Pick out and copy every line of the records below that contains the string "weed". Case counts when matching.

▬▬▬

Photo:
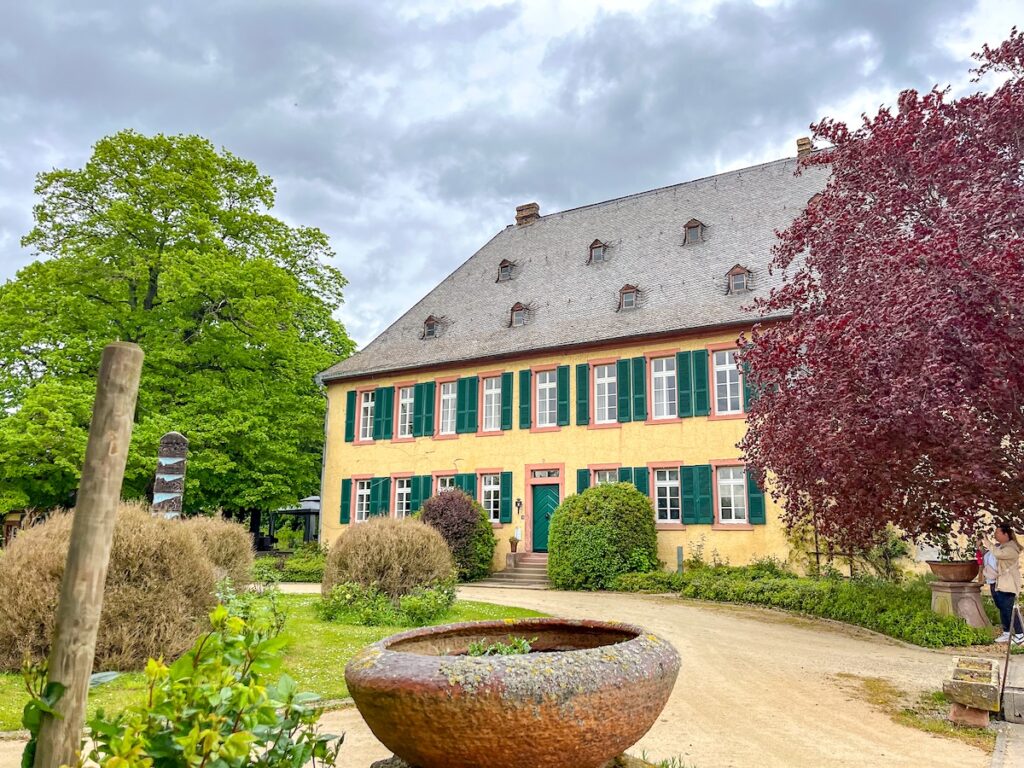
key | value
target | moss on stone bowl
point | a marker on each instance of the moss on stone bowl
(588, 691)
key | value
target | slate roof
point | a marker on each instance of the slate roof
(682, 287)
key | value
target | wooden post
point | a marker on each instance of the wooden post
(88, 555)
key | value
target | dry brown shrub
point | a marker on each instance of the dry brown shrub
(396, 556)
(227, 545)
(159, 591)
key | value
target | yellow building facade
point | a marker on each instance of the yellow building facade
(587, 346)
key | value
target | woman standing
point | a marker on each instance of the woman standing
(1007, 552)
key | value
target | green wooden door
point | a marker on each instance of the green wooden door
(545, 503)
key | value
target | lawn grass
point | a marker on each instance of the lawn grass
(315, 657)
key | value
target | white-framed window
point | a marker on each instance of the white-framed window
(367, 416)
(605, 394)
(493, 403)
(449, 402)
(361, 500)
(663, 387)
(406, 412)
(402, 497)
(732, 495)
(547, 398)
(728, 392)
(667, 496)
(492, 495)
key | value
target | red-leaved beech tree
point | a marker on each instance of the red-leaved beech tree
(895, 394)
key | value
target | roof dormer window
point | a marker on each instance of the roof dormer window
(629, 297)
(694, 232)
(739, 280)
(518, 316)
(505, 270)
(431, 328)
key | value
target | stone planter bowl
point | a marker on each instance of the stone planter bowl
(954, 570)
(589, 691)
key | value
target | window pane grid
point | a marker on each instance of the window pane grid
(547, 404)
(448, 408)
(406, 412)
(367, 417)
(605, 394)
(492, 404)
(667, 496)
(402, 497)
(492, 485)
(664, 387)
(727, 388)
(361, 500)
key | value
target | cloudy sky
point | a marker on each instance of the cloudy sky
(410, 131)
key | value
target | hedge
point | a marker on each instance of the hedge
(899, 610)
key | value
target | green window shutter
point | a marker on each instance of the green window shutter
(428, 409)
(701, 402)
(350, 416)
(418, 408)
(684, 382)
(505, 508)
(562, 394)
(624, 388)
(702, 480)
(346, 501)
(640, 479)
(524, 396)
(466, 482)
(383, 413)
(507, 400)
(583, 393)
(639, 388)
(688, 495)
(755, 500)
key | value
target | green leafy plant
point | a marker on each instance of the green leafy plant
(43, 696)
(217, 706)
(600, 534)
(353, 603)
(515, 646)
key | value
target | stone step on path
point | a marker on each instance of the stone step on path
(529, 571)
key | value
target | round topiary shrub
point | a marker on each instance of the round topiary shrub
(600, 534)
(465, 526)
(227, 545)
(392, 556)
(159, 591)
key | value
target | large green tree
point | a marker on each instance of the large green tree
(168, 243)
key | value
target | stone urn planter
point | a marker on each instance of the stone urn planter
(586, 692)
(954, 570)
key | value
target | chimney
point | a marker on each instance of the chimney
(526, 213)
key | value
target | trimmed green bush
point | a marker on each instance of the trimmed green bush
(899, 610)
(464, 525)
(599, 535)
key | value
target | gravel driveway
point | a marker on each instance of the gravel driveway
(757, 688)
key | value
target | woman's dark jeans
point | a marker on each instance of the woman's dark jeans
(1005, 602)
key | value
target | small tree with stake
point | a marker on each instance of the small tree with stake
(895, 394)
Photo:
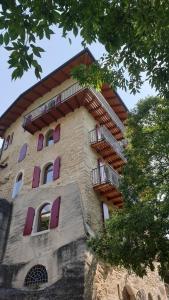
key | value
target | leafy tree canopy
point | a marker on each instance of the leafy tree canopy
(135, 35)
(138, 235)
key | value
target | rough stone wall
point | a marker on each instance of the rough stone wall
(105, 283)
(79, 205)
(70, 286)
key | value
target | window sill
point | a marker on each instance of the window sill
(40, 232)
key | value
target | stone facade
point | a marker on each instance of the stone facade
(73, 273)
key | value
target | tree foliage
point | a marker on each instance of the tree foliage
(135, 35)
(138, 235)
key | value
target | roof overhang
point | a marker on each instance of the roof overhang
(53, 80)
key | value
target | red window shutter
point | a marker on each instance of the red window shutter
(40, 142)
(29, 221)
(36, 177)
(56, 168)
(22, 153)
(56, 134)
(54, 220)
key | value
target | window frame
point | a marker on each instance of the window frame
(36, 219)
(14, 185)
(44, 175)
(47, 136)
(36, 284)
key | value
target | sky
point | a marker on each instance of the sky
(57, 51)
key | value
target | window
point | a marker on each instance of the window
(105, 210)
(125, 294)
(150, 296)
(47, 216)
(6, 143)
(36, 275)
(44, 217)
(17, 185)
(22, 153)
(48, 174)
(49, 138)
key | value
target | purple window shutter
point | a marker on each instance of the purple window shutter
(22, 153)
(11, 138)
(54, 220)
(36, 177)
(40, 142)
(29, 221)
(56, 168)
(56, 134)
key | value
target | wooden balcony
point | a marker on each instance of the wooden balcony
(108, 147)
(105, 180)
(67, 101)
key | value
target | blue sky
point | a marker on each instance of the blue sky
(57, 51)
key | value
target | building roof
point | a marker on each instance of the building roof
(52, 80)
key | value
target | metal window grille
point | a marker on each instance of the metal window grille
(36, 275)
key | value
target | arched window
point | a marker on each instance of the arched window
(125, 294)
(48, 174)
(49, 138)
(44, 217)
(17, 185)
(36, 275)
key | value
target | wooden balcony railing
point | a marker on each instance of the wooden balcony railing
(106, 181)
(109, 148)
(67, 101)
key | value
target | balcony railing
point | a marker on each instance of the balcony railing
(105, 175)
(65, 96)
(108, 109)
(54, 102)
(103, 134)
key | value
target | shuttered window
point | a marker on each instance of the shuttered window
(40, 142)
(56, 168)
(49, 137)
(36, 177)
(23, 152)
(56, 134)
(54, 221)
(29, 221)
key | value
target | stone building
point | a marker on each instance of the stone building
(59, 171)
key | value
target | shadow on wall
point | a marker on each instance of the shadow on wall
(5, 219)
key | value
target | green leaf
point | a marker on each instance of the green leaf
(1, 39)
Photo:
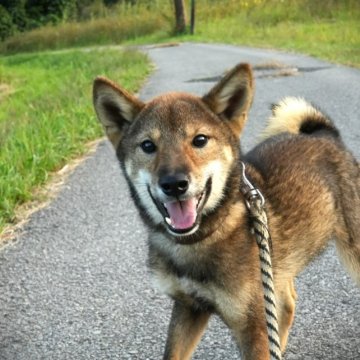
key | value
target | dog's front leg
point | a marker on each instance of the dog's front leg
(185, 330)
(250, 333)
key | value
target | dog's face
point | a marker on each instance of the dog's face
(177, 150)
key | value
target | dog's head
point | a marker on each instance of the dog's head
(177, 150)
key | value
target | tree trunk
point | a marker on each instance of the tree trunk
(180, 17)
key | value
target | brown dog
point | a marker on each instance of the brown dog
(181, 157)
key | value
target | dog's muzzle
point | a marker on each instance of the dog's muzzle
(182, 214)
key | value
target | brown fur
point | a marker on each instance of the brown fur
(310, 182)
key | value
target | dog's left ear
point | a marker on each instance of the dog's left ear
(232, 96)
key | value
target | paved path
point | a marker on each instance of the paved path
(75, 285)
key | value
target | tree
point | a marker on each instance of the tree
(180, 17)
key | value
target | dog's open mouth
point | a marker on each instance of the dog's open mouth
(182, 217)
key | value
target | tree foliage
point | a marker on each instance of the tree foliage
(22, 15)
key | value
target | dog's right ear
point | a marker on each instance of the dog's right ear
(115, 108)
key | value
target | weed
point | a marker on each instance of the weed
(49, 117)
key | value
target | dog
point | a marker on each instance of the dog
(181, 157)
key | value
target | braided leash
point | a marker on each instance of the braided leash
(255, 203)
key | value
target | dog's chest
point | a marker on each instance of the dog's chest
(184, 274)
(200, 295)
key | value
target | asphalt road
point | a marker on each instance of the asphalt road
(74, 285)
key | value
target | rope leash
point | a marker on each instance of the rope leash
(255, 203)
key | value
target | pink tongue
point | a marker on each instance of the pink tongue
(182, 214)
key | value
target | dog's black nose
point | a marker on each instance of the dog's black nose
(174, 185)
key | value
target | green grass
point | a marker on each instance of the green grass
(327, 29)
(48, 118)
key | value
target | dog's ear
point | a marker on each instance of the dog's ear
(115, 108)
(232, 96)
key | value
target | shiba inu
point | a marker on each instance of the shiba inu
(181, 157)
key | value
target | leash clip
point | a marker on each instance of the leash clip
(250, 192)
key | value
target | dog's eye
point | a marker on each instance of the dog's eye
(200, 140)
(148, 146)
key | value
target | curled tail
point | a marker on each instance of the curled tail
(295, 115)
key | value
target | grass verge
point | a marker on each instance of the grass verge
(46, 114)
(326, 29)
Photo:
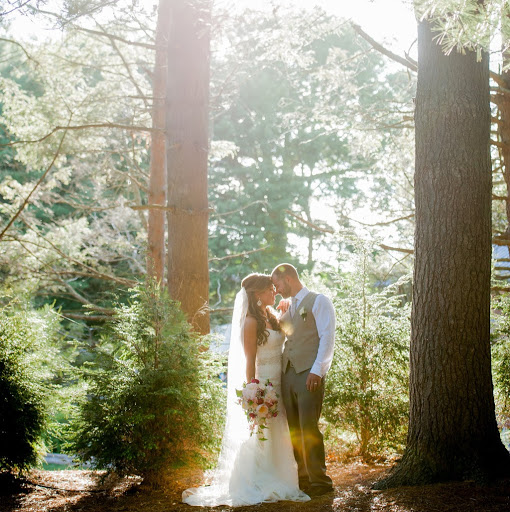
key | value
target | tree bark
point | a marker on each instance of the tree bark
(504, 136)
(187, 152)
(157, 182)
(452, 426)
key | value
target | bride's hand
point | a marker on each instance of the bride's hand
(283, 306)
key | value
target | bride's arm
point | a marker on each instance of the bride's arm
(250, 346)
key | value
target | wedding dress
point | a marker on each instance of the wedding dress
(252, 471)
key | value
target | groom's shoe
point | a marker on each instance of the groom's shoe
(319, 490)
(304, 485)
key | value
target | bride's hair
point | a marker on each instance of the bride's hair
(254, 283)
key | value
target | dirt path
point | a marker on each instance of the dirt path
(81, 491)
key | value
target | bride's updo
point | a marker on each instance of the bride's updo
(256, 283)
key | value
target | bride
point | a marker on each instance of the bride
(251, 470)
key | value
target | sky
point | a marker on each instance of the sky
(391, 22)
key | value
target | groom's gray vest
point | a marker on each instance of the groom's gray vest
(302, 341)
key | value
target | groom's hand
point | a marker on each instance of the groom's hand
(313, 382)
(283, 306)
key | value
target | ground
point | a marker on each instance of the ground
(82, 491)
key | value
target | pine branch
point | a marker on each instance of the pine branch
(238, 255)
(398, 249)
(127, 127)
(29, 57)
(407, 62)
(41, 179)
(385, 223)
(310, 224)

▬▬▬

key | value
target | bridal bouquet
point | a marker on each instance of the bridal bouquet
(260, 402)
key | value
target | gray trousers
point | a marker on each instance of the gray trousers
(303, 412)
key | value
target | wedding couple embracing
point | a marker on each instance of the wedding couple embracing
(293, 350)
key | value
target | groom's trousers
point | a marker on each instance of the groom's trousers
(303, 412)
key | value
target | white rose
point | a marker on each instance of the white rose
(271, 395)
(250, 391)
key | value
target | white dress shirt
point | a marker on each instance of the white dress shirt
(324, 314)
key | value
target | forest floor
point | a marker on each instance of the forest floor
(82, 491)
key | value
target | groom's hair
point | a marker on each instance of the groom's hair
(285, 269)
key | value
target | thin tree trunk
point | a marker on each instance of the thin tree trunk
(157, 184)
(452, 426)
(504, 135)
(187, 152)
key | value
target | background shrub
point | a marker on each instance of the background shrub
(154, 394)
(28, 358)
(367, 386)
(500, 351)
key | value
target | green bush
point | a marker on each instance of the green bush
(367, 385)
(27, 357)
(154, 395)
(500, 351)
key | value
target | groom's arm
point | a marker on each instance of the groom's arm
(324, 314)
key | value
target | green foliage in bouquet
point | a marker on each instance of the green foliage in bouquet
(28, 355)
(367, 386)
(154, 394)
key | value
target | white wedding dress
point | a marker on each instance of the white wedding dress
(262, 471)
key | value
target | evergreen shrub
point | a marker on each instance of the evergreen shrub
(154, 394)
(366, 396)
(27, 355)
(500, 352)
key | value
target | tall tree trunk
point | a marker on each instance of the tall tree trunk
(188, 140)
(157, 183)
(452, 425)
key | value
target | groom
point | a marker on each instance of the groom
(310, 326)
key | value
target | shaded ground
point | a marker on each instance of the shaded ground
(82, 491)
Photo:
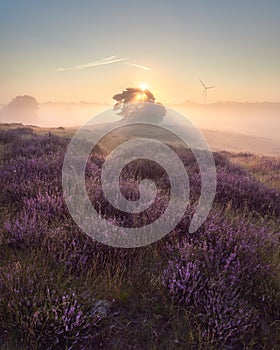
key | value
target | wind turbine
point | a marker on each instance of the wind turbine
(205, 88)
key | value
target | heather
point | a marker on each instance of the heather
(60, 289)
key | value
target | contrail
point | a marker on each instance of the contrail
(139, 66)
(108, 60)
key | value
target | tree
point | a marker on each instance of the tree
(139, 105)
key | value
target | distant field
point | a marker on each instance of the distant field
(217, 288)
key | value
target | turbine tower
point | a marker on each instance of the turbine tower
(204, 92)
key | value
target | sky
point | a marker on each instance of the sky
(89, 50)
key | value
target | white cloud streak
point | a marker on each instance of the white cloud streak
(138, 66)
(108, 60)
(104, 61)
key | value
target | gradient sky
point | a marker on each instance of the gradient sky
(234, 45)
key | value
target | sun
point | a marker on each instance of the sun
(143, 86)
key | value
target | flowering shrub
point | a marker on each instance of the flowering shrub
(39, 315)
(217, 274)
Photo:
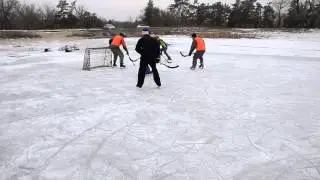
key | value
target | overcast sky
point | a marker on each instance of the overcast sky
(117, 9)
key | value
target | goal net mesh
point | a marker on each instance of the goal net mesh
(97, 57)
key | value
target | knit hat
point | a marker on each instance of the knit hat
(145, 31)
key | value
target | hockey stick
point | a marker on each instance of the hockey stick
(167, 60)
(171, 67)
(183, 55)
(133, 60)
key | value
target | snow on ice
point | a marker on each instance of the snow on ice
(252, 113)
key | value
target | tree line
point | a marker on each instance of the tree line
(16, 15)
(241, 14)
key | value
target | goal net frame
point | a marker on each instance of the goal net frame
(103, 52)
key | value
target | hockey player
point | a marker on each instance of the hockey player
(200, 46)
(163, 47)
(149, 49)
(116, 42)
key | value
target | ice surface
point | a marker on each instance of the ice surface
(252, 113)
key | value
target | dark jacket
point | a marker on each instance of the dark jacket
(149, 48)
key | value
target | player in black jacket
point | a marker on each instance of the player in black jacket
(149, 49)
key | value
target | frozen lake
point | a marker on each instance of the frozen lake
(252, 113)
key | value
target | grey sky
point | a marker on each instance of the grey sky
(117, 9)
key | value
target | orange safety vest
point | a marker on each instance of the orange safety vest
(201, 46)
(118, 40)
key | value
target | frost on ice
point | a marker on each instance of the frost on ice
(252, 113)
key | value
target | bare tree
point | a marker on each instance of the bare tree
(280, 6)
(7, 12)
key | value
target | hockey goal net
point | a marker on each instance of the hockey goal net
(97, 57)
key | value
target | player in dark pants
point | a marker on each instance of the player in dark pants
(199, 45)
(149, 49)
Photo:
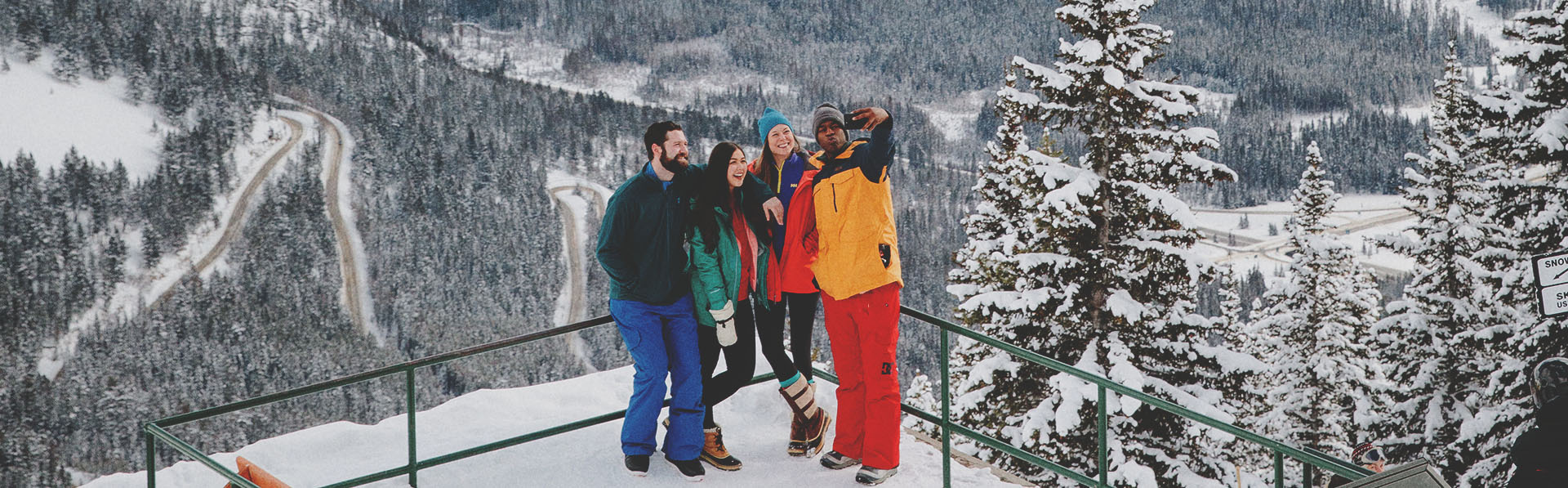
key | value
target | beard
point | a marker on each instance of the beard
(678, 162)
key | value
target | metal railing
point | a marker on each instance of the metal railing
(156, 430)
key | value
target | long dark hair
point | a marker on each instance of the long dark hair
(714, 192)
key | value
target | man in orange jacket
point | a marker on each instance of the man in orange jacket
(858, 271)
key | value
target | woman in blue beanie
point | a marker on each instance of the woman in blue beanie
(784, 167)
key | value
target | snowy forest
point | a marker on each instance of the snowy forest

▬▬▬

▶ _Written answer_
target | weed
point | a marker on each instance of the weed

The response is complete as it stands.